Bereitgestellte Zeilen:
────────────────────────────────────────

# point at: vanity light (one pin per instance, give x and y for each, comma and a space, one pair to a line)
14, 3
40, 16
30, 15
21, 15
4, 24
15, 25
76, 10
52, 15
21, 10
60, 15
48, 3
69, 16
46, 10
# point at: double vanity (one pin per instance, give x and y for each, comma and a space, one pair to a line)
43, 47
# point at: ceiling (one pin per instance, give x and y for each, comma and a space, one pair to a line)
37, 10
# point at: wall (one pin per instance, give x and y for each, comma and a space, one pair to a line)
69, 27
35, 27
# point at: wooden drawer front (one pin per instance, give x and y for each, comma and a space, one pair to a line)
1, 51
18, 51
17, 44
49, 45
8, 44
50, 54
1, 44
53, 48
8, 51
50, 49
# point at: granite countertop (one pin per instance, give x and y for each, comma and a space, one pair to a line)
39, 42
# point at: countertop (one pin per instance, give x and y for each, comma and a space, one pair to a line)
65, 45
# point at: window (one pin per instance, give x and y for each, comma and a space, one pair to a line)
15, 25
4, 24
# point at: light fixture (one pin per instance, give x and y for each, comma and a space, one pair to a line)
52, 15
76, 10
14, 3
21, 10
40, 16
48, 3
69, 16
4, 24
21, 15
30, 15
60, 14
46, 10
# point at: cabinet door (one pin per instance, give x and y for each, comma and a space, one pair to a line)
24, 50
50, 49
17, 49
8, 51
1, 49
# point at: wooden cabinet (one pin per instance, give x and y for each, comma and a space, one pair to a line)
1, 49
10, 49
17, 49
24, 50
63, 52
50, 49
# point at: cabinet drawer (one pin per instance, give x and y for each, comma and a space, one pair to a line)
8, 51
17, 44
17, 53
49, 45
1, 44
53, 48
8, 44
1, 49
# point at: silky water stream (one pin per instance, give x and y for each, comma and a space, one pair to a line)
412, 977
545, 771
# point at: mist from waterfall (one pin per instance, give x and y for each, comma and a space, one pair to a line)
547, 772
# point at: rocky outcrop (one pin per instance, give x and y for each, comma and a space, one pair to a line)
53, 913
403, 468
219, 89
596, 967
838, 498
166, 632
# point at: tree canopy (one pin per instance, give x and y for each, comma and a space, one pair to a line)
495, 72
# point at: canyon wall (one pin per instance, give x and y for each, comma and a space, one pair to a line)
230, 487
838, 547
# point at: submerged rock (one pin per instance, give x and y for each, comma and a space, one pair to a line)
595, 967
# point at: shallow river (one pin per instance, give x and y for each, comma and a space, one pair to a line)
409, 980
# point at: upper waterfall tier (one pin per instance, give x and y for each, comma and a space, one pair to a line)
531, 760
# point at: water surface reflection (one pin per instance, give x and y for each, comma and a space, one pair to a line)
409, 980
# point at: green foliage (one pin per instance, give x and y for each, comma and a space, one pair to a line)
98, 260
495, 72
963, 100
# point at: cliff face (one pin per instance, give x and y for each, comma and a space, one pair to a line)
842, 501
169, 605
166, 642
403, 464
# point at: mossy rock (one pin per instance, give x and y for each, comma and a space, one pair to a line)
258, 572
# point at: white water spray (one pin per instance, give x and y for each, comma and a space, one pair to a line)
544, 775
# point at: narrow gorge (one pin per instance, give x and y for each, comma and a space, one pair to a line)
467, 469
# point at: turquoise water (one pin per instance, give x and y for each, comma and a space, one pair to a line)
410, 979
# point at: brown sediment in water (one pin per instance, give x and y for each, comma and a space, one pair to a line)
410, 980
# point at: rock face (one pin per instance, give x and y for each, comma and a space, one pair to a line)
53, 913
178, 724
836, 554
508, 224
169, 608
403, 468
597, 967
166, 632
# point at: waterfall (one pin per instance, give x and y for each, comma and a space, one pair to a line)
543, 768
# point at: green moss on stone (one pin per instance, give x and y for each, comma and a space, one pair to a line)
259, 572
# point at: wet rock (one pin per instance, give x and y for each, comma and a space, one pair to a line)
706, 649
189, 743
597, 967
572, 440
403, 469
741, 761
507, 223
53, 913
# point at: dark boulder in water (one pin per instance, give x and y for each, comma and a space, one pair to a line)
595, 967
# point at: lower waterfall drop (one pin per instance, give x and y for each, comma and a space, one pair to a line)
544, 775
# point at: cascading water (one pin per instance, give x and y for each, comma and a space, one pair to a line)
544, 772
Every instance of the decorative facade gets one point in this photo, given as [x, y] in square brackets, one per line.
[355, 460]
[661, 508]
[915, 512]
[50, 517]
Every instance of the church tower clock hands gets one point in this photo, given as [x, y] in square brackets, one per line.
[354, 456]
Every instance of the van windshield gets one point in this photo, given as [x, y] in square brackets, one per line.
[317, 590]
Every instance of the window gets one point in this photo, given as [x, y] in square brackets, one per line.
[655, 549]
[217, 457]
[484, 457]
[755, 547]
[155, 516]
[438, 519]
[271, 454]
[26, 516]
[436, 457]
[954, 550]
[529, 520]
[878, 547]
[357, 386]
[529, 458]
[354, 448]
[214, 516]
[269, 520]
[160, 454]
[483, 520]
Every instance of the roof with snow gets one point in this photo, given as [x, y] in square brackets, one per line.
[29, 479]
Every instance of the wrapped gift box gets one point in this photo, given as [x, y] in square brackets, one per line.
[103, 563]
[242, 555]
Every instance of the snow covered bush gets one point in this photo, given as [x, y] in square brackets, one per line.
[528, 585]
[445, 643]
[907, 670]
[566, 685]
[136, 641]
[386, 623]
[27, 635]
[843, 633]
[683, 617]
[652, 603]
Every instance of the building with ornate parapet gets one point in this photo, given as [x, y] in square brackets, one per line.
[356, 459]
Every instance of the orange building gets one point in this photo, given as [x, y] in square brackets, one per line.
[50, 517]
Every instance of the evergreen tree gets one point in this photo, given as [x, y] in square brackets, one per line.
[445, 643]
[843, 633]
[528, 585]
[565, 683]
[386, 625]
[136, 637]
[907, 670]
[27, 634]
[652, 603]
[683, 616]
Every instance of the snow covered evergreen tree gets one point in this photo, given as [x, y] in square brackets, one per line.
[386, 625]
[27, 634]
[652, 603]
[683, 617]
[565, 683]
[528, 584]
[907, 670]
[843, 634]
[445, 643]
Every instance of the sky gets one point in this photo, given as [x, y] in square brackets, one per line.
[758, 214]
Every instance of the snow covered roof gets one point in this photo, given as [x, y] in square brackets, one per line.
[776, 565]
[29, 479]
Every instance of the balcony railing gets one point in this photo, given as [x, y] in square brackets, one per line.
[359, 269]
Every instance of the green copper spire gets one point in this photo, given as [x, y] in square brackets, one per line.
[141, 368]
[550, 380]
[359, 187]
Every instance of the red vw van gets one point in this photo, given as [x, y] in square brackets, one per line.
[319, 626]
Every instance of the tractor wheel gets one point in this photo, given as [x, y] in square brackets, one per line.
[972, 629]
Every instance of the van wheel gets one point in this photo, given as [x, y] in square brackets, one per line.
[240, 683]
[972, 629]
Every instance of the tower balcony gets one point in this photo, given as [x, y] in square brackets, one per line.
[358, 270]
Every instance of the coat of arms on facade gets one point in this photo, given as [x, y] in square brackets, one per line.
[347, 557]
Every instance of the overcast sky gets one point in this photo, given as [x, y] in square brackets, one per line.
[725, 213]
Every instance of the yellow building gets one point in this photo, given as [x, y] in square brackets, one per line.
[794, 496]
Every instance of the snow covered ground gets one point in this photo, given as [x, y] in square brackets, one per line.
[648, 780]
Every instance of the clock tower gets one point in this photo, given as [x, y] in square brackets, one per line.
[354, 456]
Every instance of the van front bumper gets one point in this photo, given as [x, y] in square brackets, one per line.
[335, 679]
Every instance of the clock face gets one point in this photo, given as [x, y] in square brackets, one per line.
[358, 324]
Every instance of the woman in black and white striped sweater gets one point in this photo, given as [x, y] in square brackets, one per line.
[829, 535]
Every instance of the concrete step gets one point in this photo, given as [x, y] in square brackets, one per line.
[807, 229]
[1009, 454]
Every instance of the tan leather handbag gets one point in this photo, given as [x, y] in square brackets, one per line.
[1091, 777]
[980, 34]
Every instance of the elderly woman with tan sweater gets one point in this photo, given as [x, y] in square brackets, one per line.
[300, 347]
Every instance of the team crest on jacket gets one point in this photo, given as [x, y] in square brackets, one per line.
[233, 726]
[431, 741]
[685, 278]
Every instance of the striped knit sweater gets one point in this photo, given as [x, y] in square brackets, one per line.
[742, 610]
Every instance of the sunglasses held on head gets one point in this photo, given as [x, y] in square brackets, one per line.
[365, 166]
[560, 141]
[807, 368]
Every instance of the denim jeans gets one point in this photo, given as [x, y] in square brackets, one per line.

────────────────────────────────────────

Gestellte Aufgabe:
Bearbeiten Sie die Zeilen ab der Zeile mit „Every instance of the van front“ bis zum Ende der Zeilen, beide eingeschlossen, und geben Sie nur diese wieder. Ersetzen Sie darin „concrete step“ durch „stone step“, und lassen Sie alles Übrige unverändert.

Erwartete Antwort:
Every instance of the van front bumper gets one point in this photo, given as [x, y] in square brackets, one per line.
[335, 679]
Every instance of the clock face gets one point in this photo, given as [x, y] in square brackets, one per line.
[358, 324]
Every instance of the woman in black and white striped sweater gets one point in this photo, given as [x, y] in square brackets, one per line.
[829, 535]
Every instance of the stone step gets one point in this photo, given as [x, y] in square brackets, one per line.
[807, 229]
[1009, 454]
Every instance of the tan leather handbag gets one point in this photo, given as [x, y] in square brackets, one per line.
[1091, 777]
[980, 34]
Every instance of the elderly woman with tan sweater gets one point in this photo, given as [x, y] in square brackets, one per line.
[300, 347]
Every instance of the team crest on jacket gets one point in this photo, given as [x, y] in square brackets, one per line.
[233, 726]
[431, 741]
[685, 278]
Every instance of the striped knit sweater gets one point in this photo, given as [x, y] in square brackets, one per line.
[742, 610]
Every instance of the sunglasses held on head gets one point in this photo, given as [x, y] in square brackets, one per line.
[365, 166]
[560, 141]
[807, 368]
Every instance of the denim jeans gets one point in this photo, given as [x, y] in square brackets, one per line.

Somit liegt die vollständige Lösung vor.